• _REQUIRED WORK_:
Output the listing below, keeping each line exactly as it stands.

• _PROVIDED RECORDS_:
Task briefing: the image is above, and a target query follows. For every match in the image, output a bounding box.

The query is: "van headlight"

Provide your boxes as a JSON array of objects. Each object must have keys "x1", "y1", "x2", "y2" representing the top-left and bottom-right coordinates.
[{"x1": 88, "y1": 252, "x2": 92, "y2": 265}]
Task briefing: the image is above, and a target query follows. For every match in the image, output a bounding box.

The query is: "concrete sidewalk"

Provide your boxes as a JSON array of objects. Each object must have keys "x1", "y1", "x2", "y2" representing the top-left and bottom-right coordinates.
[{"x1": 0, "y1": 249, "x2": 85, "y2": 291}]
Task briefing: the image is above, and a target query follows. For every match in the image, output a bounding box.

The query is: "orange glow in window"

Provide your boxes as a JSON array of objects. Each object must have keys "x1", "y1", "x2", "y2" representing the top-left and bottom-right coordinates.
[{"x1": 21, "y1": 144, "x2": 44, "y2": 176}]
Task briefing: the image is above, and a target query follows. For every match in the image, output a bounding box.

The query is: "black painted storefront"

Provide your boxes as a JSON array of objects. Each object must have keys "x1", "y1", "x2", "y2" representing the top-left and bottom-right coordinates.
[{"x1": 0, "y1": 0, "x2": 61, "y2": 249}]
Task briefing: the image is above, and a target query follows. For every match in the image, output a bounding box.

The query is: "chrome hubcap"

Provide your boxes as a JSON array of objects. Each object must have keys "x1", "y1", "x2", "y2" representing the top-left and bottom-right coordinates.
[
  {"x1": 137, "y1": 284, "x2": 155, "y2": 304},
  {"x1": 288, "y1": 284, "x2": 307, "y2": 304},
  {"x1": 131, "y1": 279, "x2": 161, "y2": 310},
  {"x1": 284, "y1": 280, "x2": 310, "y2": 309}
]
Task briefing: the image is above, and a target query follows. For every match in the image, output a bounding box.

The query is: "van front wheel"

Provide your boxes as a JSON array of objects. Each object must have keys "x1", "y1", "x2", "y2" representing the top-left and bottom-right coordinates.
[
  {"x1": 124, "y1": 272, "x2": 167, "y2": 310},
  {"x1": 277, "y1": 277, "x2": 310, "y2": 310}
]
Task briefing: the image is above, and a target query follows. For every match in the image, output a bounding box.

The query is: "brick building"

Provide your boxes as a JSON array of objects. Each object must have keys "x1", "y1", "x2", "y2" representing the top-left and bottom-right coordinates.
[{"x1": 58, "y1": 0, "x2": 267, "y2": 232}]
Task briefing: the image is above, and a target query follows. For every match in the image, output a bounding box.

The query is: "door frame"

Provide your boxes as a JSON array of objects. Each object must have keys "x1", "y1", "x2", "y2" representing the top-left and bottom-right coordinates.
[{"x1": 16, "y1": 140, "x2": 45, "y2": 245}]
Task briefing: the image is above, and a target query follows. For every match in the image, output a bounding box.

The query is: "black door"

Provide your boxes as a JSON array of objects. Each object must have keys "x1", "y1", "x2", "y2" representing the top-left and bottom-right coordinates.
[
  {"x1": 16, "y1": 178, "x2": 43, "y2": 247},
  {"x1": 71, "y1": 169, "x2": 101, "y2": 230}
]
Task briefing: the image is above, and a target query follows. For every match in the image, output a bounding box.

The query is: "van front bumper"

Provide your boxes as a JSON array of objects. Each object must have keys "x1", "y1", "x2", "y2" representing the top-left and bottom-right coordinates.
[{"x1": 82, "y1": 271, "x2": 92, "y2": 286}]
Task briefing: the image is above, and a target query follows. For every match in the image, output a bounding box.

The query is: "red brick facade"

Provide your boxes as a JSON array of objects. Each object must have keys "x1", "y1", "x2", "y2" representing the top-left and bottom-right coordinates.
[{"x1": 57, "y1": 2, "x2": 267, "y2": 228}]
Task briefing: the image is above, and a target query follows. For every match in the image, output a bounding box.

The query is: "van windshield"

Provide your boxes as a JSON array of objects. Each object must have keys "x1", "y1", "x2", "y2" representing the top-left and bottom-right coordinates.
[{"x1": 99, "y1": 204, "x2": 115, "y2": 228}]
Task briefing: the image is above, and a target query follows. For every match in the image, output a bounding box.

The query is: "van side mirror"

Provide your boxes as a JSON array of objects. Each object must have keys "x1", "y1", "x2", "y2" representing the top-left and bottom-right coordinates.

• _EXERCISE ANSWER_:
Task briefing: the image is above, and a target query follows. For every match in the image, output a bounding box.

The query is: "van headlight"

Provide your boxes as a JSON array of objects. Each object must have keys "x1", "y1", "x2", "y2" representing the top-left and bottom-right coordinates.
[{"x1": 88, "y1": 252, "x2": 92, "y2": 265}]
Task briefing: the image is above, and a target query follows. For every match in the image, output a bounding box.

The query is: "concrete sidewalk"

Provide your boxes as a JSON array of objects. Each object must have keys "x1", "y1", "x2", "y2" representing the top-left and bottom-right coordinates.
[{"x1": 0, "y1": 249, "x2": 85, "y2": 291}]
Task briefing: the image is above, and a target query follows. For every match in the image, output a bounding box.

The query is: "orange glow in window"

Provide your boxes as a JSON array of objects. Each object must have keys "x1", "y1", "x2", "y2" representing the top-left and bottom-right coordinates.
[{"x1": 21, "y1": 144, "x2": 44, "y2": 176}]
Task briefing: the image is above, and a target query follows. For every match in the image, output a bounding box.

The query is: "black painted storefront"

Provide your boxes as a JSON array of objects. Each object must have keys "x1", "y1", "x2", "y2" representing the top-left and bottom-right coordinates.
[{"x1": 0, "y1": 0, "x2": 61, "y2": 249}]
Task briefing: the image is above, and a target query follows. For every match in the image, output a bounding box.

The query is: "chrome hubcap"

Provide your boxes as a JSON array of objects. Each object must have keys "x1", "y1", "x2", "y2" representing the top-left and bottom-right coordinates.
[
  {"x1": 137, "y1": 284, "x2": 155, "y2": 304},
  {"x1": 288, "y1": 284, "x2": 307, "y2": 304},
  {"x1": 131, "y1": 279, "x2": 161, "y2": 310},
  {"x1": 284, "y1": 280, "x2": 310, "y2": 309}
]
Task briefing: the image is above, and a target query follows. For every match in the image, output a bounding box.

The query is: "van front wheel"

Provide your boxes as a JSON array of objects. Each object must have keys "x1", "y1", "x2", "y2" representing the top-left and bottom-right coordinates.
[
  {"x1": 124, "y1": 272, "x2": 167, "y2": 310},
  {"x1": 277, "y1": 277, "x2": 310, "y2": 310}
]
Task briefing: the image is above, and a target query follows. For every match in the image, output a bounding box.

The query is: "brick building"

Provide your boxes as a JSON array of objects. Each object must have keys "x1", "y1", "x2", "y2" representing the top-left and bottom-right coordinates.
[{"x1": 58, "y1": 0, "x2": 267, "y2": 232}]
Task briefing: the image is above, and a target query follows. For every match in the image, output a bounding box.

The query is: "door frame"

Provide your boxes as a JSON array of objects. Each object must have keys "x1", "y1", "x2", "y2" representing the top-left and bottom-right coordinates.
[{"x1": 16, "y1": 140, "x2": 45, "y2": 245}]
Task briefing: the image is above, and a target query follows. For every match in the image, output a bounding box.

The query is: "black door"

Provide your boxes as a JSON array of objects. Each object must have keys "x1", "y1", "x2", "y2" representing the top-left and bottom-right coordinates.
[
  {"x1": 16, "y1": 178, "x2": 43, "y2": 247},
  {"x1": 71, "y1": 169, "x2": 101, "y2": 230}
]
Task briefing: the image is above, and a target query follows. For every match in the image, output a bounding box.

The query is: "van front bumper"

Provide your boxes as a JSON array of objects. Each object must have keys "x1", "y1", "x2", "y2" representing the top-left and bottom-right coordinates.
[{"x1": 82, "y1": 271, "x2": 92, "y2": 286}]
Task briefing: the image is above, and a target query follows. For every match in the image, output a bounding box.

The query is: "red brick facade"

Provide your boxes as a JSON array of objects. Each object must have keys "x1", "y1", "x2", "y2" representing the top-left and bottom-right coordinates.
[{"x1": 57, "y1": 2, "x2": 267, "y2": 228}]
Task briefing: the image is above, and a target query follows. For every match in the image, output a bounding box.

The query is: "van windshield"

Provide your boxes as a JSON array of objects. Each object must have keys "x1", "y1", "x2", "y2" representing the top-left and bottom-right coordinates.
[{"x1": 99, "y1": 204, "x2": 115, "y2": 228}]
Task briefing: the image is above, and a target query follows. For every match in the image, output a bounding box.

The query is: "van side mirror"

Provide your boxes as a JSON array of objects. Each object must have keys "x1", "y1", "x2", "y2" representing the top-left and bottom-right coordinates.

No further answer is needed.